_EXERCISE REQUIREMENTS:_
(a) Summarize the voting and engagement passage in two sentences.
(b) Answer these questions from the voting and engagement passage, one line each:
(i) According to Stern, how many times were emergency services called to Tesla's Berlin-Brandenburg gigafactory in 2022?
(ii) To what are the Woolworths Green Bond's proceeds predominately allocated?
(iii) In what year did the IFC update its lending rules to restrict equity clients from financing new coal projects?
(c) Rewrite the paragraph of the voting and engagement passage that begins "We engaged with the International Finance Corporation" as a bulleted list that keeps its main facts.

We voted WITH management 291 times and AGAINST management 178 times.
Among the proposals, we supported a shareholder proposal at Sysco Corporation in favour of reducing or eliminating the use of gestation crates in the pork supply chain as shareholders would benefit from increased transparency on the company’s policies and practices related to animal welfare and the reduction of issues relating to animal welfare in the company’s supply chain.
Engagement activity
Engagement activity over the quarter was focused on supply chain sustainability, biodiversity, fossil fuel financing and human rights issues.
We met with Tesla to discuss a range of issues including workplace safety. This followed reports by German news outlet, Stern, that emergency services were called to Tesla’s Berlin-Brandenburg gigafactory 250 times in 2022. Undercover investigators reported a lack of instruction, protective equipment, and pressure to produce as the apparent reasons for the high-volume of accidents. In addition to the injuries to workers, Stern also claimed that there have been 26 environmental accidents since the factory opened2.
One of the leading complaints voiced by Tesla workers pertains to poor working conditions and safety hazards, with some citing extreme workloads stemming from staff shortages and overly ambitious production targets.
Tesla rejected these claims, saying that workers received training on necessary safety measures, as well as protective clothing. Tesla claims that the plant was subject to regular checks by local authorities and that safety measures were being respected. Tesla did not address the specific claims regarding the number of accidents at the plant.
We continued our engagement with representatives of the Climate Bonds Initiative (CBI) over the Woolworths Green Bond. We expressed our view that the Woolworths Green Bond’s use of proceeds, which are predominately allocated to building leases, was not consistent with the CBI Low Carbon Buildings Criteria of the Climate Bond Standard.
We engaged with the International Finance Corporation (IFC) to clarify how its Green Equity approach is applied to existing clients and their financing of new coal projects. In 2023, IFC updated its lending rules to restrict equity clients from financing new coal projects3. However, grey areas remain where the IFC allows equity clients to underwrite bonds for coal developers and allows clients to finance industrial projects that are powered by dedicated coal plants. It is also unclear whether the “no new coal” rule is applied to the corporate financing of existing coal industry clients.

_Object location annotation data:_

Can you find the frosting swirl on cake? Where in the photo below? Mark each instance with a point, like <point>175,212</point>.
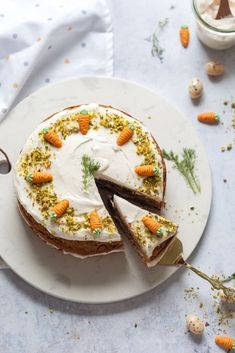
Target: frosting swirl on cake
<point>65,164</point>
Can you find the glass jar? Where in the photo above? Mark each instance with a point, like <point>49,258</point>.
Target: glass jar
<point>216,34</point>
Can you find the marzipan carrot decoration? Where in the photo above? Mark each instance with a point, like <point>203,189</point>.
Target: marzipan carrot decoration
<point>39,177</point>
<point>51,137</point>
<point>208,118</point>
<point>147,170</point>
<point>153,226</point>
<point>59,209</point>
<point>125,135</point>
<point>95,223</point>
<point>225,342</point>
<point>84,122</point>
<point>184,36</point>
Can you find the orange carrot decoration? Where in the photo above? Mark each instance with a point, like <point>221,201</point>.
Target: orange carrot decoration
<point>153,226</point>
<point>225,342</point>
<point>209,118</point>
<point>51,137</point>
<point>59,209</point>
<point>39,177</point>
<point>147,170</point>
<point>184,36</point>
<point>84,122</point>
<point>95,223</point>
<point>125,135</point>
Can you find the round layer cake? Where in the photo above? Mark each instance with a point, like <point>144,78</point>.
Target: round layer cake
<point>64,161</point>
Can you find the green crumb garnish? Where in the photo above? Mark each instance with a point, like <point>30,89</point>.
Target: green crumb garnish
<point>131,126</point>
<point>161,231</point>
<point>89,167</point>
<point>29,177</point>
<point>84,112</point>
<point>108,224</point>
<point>36,159</point>
<point>66,126</point>
<point>186,166</point>
<point>97,232</point>
<point>52,215</point>
<point>45,130</point>
<point>156,171</point>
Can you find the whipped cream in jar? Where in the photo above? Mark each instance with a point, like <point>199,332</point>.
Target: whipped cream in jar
<point>216,34</point>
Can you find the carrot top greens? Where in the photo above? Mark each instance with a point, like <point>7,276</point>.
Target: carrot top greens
<point>186,166</point>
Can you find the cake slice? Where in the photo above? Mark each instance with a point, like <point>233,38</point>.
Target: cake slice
<point>151,243</point>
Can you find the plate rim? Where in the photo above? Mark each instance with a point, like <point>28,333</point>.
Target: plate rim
<point>173,270</point>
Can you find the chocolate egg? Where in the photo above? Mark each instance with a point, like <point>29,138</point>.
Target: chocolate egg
<point>195,325</point>
<point>214,68</point>
<point>195,88</point>
<point>226,299</point>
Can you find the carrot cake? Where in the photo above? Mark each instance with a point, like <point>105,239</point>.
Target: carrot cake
<point>68,159</point>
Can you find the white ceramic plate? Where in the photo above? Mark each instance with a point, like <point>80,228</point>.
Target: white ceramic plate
<point>116,276</point>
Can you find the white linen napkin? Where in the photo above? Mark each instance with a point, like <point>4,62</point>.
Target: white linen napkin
<point>45,41</point>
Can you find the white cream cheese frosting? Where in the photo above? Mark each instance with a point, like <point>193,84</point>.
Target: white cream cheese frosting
<point>148,242</point>
<point>116,162</point>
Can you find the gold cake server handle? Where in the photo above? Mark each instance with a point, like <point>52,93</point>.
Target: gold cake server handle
<point>173,257</point>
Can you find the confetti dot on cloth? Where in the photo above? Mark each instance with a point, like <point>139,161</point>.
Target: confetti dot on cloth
<point>42,38</point>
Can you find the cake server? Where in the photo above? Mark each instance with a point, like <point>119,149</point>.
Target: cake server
<point>174,257</point>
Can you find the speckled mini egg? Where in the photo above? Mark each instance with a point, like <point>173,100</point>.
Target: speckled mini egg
<point>195,325</point>
<point>226,299</point>
<point>214,68</point>
<point>195,88</point>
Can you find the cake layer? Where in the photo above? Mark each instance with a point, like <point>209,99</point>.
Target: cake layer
<point>150,247</point>
<point>77,248</point>
<point>69,177</point>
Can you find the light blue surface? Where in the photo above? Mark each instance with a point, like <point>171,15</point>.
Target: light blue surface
<point>34,322</point>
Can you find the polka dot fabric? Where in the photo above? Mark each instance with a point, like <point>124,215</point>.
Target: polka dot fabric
<point>46,41</point>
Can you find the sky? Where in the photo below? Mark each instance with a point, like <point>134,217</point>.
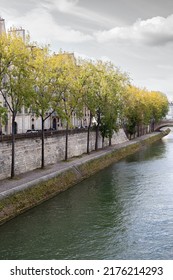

_ANSWERS PER TASK:_
(a) The passage reports 291 votes with management and 178 against, including support for a shareholder proposal at Sysco Corporation on reducing or eliminating gestation crates in the pork supply chain. Engagement over the quarter focused on supply chain sustainability, biodiversity, fossil fuel financing and human rights, with meetings covering workplace safety at Tesla, the Woolworths Green Bond with the Climate Bonds Initiative, and coal financing with the International Finance Corporation.

(b)
(i) 250 times
(ii) Building leases
(iii) 2023

(c)
- Engagement with the IFC sought to clarify how its Green Equity approach applies to existing clients and their financing of new coal projects.
- In 2023, the IFC updated its lending rules to restrict equity clients from financing new coal projects.
- Grey areas remain: the IFC allows equity clients to underwrite bonds for coal developers and to finance industrial projects powered by dedicated coal plants.
- It is unclear whether the "no new coal" rule applies to the corporate financing of existing coal industry clients.